* _Problem to work on_:
Copy the rows word for word, beginning with the line that contains "as [389, 405]." and continuing through the last line of the rows.

* _Dataset records_:

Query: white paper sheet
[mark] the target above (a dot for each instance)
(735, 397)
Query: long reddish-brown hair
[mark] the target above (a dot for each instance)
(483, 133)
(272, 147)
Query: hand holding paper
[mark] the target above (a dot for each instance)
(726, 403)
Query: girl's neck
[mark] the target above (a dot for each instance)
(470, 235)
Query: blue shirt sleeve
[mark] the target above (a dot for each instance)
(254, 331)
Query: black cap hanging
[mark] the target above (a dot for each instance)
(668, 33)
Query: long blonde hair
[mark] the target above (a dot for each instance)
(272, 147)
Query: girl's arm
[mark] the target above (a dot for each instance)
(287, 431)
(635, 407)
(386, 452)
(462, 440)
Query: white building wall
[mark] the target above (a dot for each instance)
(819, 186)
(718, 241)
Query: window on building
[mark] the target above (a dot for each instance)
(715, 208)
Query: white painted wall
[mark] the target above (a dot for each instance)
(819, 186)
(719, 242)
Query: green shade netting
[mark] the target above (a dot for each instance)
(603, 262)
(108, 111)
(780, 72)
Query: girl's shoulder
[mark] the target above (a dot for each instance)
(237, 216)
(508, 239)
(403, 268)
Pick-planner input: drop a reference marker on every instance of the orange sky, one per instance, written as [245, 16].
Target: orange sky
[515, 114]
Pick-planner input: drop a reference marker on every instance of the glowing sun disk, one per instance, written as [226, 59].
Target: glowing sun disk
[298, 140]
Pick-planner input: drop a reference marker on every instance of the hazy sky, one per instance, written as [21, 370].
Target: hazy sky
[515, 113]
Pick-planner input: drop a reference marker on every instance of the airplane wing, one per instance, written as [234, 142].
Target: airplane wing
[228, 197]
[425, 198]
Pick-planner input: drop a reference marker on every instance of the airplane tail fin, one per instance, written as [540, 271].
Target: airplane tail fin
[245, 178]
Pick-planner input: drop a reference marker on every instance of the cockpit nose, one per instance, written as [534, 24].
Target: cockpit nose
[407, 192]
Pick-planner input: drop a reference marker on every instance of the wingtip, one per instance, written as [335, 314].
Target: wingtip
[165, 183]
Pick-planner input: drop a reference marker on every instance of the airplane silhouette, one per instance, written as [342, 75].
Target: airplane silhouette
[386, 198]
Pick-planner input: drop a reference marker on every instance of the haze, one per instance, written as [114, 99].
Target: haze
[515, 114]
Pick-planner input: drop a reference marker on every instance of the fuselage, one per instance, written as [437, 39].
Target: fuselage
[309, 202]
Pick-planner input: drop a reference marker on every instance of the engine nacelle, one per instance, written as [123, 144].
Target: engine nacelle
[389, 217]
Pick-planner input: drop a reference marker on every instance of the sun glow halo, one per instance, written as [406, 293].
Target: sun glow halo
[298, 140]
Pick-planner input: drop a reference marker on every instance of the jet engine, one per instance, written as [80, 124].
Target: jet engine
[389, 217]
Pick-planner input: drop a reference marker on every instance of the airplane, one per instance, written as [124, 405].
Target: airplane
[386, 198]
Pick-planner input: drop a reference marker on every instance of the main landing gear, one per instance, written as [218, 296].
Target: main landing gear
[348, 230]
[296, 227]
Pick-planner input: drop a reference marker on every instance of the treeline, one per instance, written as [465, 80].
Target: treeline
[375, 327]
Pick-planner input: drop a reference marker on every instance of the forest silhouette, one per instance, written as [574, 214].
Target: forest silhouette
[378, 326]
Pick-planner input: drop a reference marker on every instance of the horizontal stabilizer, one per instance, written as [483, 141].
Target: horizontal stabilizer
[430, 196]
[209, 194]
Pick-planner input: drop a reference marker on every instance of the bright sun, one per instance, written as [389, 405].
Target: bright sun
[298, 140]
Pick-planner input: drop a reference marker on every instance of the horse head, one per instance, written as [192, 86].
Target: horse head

* _Complete response_:
Pick-planner input: drop a reference marker on every instance of the bright sun, one per instance, written as [389, 405].
Target: bright sun
[298, 140]
Pick-planner input: drop a reference marker on every instance of the horse head, one per instance, written as [192, 86].
Target: horse head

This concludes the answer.